* _EXERCISE DETAILS_:
Collect every line of the material below that contains the word "raised", copying each one in full. Letter case counts.
Begin RECORDS TO USE
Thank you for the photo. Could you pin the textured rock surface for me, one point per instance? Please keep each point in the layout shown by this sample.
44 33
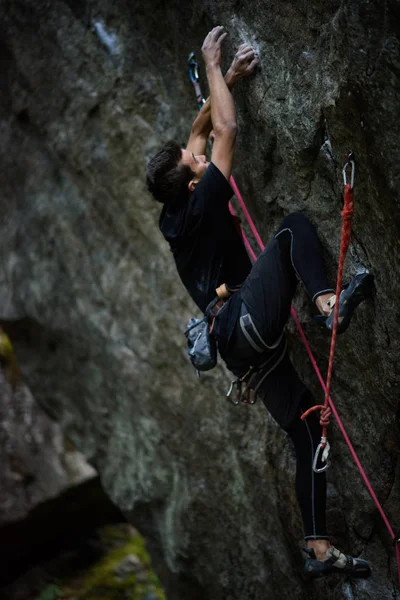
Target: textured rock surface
37 462
94 306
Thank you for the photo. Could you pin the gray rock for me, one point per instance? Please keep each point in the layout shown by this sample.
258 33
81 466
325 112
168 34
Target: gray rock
94 305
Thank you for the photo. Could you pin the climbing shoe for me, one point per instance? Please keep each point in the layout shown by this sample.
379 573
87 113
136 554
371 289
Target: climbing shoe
336 562
359 288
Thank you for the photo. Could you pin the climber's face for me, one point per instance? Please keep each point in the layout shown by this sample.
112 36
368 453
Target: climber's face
198 164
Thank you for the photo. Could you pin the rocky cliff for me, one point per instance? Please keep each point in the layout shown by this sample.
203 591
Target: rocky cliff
91 300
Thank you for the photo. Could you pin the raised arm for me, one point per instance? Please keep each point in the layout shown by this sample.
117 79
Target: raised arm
243 65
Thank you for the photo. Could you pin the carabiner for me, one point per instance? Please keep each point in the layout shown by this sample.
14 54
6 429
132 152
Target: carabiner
323 445
193 67
236 383
350 162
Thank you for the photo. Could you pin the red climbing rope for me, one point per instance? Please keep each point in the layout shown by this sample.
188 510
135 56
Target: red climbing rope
394 537
347 214
328 405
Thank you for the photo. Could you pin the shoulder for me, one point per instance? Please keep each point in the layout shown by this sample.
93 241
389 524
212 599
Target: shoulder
214 185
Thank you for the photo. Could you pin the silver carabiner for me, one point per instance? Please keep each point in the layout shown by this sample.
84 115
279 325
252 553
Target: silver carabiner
236 383
349 162
323 445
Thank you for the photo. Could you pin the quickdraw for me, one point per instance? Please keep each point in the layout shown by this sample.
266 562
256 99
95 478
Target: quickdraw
194 78
347 194
347 213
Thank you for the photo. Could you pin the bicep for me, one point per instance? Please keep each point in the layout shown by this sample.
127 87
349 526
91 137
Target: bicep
197 144
223 151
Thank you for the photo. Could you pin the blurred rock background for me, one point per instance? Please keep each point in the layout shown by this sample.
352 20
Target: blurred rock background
91 301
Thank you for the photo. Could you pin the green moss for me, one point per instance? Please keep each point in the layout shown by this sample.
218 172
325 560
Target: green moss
101 582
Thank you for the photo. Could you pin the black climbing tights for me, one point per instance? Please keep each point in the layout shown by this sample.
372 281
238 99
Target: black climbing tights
294 254
310 486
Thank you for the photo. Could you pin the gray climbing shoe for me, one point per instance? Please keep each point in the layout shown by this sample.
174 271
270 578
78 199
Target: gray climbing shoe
336 562
359 288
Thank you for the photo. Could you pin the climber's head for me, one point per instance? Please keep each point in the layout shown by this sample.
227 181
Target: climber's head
174 172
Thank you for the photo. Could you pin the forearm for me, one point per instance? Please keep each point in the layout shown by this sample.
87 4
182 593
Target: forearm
223 114
203 124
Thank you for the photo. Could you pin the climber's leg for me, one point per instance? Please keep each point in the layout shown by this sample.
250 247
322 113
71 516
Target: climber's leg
294 254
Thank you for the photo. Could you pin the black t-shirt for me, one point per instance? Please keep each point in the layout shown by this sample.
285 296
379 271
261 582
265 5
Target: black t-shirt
205 241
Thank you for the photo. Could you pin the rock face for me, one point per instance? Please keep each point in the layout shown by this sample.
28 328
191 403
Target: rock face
90 296
37 462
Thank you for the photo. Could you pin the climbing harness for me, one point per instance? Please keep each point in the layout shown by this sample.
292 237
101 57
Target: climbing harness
347 214
347 193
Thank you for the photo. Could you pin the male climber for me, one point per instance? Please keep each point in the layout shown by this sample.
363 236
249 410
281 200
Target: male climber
254 302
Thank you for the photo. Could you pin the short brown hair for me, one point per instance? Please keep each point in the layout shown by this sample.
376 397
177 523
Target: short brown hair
166 179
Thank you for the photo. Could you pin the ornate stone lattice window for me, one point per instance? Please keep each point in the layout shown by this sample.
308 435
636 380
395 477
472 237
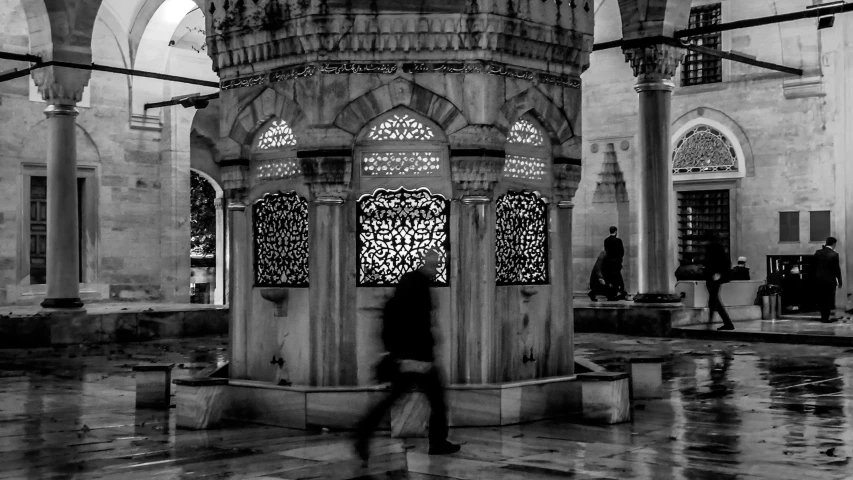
End RECORDS TO USE
* _SOLUTION FOR THIS TASK_:
Thank you for the photo. Could you pin the raised arm for me, one point per instance? Please keep each point in the layout shown by this sample.
Target: raised arm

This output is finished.